[MATERIAL FOR THE TASK — start]
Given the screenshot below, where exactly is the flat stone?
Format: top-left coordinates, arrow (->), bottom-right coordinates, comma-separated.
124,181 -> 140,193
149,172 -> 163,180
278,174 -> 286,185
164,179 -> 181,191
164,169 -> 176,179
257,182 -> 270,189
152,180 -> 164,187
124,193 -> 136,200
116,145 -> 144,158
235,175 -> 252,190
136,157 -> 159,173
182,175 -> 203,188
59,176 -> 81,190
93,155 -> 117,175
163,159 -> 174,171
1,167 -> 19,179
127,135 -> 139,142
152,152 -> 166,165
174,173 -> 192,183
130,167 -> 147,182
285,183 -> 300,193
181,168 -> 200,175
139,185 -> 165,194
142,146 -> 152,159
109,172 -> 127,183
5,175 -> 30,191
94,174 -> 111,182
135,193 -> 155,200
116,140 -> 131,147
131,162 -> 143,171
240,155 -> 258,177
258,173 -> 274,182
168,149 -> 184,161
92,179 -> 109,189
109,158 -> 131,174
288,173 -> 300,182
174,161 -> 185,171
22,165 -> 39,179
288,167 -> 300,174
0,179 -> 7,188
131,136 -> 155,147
[MATERIAL FOR THE TASK — finish]
WHAT YOU ARE ASKED TO DO: Could the entire listing be reproduced without any alteration?

EXERCISE RESPONSE:
Given the screenshot below, where exactly is the flat stone?
Format: top-left coordinates, arrow (->), bottom-right coordinates, comma-separated.
124,181 -> 140,193
149,172 -> 163,180
278,174 -> 286,185
164,179 -> 181,191
164,169 -> 176,179
257,182 -> 270,189
152,180 -> 164,187
124,193 -> 136,200
116,145 -> 144,158
235,175 -> 252,190
136,157 -> 159,173
182,175 -> 203,188
59,176 -> 81,190
93,155 -> 117,175
163,159 -> 174,171
1,167 -> 19,179
127,135 -> 139,142
152,152 -> 166,165
174,173 -> 192,183
130,167 -> 147,182
285,183 -> 300,193
181,168 -> 200,175
139,185 -> 165,194
142,146 -> 152,159
109,172 -> 127,183
5,175 -> 30,191
94,174 -> 111,182
135,193 -> 155,200
116,140 -> 131,147
131,162 -> 143,171
240,155 -> 258,177
258,173 -> 274,182
168,149 -> 184,161
92,179 -> 109,189
109,158 -> 131,174
288,173 -> 300,182
174,161 -> 185,171
22,165 -> 39,179
288,167 -> 300,174
0,179 -> 7,188
131,136 -> 155,147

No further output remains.